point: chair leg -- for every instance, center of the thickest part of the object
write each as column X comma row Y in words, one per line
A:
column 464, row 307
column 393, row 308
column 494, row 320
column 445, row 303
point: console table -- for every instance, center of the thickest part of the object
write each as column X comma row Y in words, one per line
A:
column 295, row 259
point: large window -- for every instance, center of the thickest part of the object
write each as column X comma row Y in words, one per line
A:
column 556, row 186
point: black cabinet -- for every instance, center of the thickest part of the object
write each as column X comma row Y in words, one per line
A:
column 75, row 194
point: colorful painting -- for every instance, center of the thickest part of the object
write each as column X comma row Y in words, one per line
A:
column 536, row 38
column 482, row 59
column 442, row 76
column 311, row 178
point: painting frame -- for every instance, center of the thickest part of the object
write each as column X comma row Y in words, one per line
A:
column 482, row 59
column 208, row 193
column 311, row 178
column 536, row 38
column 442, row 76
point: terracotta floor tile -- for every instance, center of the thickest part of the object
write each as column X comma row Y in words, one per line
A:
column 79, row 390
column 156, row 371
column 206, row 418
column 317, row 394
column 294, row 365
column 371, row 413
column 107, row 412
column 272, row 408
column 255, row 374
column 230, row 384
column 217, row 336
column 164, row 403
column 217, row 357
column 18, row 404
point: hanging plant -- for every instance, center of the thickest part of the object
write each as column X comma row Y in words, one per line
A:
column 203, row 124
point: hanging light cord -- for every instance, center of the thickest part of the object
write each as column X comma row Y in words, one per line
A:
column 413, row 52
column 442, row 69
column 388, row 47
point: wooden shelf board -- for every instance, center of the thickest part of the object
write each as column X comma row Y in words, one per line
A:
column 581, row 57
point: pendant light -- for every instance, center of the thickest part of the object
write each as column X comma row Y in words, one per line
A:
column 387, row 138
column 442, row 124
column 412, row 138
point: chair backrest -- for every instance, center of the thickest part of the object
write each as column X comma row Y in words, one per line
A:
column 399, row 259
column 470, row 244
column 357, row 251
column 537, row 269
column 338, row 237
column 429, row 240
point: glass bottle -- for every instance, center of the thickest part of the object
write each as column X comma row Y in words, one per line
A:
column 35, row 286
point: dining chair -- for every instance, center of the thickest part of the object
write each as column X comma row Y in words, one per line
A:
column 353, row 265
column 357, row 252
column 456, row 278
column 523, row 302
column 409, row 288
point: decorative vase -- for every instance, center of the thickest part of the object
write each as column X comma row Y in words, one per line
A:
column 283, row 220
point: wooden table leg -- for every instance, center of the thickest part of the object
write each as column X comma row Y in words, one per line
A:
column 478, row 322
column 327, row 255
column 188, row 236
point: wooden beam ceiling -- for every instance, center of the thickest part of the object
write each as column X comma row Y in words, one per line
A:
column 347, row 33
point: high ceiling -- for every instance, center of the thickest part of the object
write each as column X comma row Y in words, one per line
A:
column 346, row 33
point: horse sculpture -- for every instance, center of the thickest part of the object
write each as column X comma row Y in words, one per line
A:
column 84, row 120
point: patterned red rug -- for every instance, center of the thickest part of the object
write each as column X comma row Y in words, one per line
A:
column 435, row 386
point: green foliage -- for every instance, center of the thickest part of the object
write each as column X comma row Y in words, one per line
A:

┄┄┄┄┄┄┄┄┄┄

What the task asks
Please reproduce all of the entries exactly as they stand.

Answer box
point: chair leg -- for every instance, center of the thickest part of the object
write each as column X comma row Y in words, one per line
A:
column 464, row 307
column 393, row 308
column 494, row 320
column 445, row 303
point: console table -- for every instance, center of the thickest part of the object
write each as column X comma row Y in words, one per line
A:
column 295, row 259
point: large window -- for every instance, center of the thickest part of the object
write each as column X comma row Y in words, one per line
A:
column 556, row 186
point: black cabinet -- for every instance, center of the thickest part of the object
write each as column X comma row Y in words, one per line
A:
column 75, row 194
point: colorful painting -- for every instance, center of the thickest part of the object
write each as column X comma row Y in words, one per line
A:
column 536, row 38
column 482, row 59
column 442, row 76
column 311, row 178
point: painting frame -- for every instance, center of the thickest part of the object
write each as column X comma row Y in words, one per line
A:
column 482, row 59
column 208, row 193
column 311, row 178
column 536, row 38
column 442, row 76
point: terracotta floor tile -- for every instance, center of the thickest part of the object
write each as column X comma row Y in words, one per line
A:
column 79, row 390
column 156, row 371
column 206, row 418
column 317, row 394
column 294, row 365
column 371, row 413
column 107, row 412
column 272, row 408
column 255, row 374
column 230, row 384
column 217, row 336
column 164, row 403
column 217, row 357
column 18, row 404
point: hanging plant -- for every instance, center of the thickest part of the object
write each as column X comma row Y in words, one per line
A:
column 203, row 124
point: hanging light cord -- for every instance, center of the thickest part of the object
write each as column X comma row Y in words, one per line
A:
column 413, row 52
column 442, row 69
column 388, row 47
point: wooden shelf board -- for every instance, center of the thickest part of the object
write each as column X comma row Y in words, one per line
A:
column 581, row 57
point: pendant light -- for every instance, center of the thickest part of the object
write each as column X comma row Y in words, one per line
A:
column 387, row 138
column 442, row 124
column 412, row 138
point: chair backrest -- for every instance, center of the thickest part of the object
write each as column X comma row Y in words, one per line
A:
column 399, row 259
column 470, row 244
column 357, row 251
column 537, row 269
column 338, row 237
column 429, row 240
point: glass bottle -- for every instance, center of the thickest part of the object
write each as column X comma row Y in words, one per line
A:
column 35, row 286
point: dining chair -- for every instance, center of the thickest part of the object
write each as column X comma row Y in words, one per line
A:
column 353, row 265
column 357, row 252
column 456, row 278
column 523, row 302
column 409, row 288
point: decorative vase -- for every instance, center of the thickest part of the object
write each as column X comma row Y in words, one per line
A:
column 283, row 220
point: wooden table leg -- for every instance, center of the thickest part of the object
write each as column X comma row Y in words, one per line
A:
column 478, row 322
column 327, row 255
column 188, row 236
point: wooden beam ceiling -- for every instance, center of the thickest part of the object
write each as column X comma row Y in words, one per line
A:
column 347, row 33
point: high ceiling -- for every instance, center of the thickest part of the object
write each as column X comma row Y in words, one per line
A:
column 346, row 33
point: horse sculpture -- for every instance, center of the thickest part of the object
write each as column X comma row Y in words, one per line
A:
column 84, row 120
point: patterned red rug -- for every instance, center of the thickest part of the object
write each as column X comma row Y in words, one per line
A:
column 435, row 386
point: green foliage -- for every instance, center of the thickest part of the object
write each as column X comma row Y in words, one per line
A:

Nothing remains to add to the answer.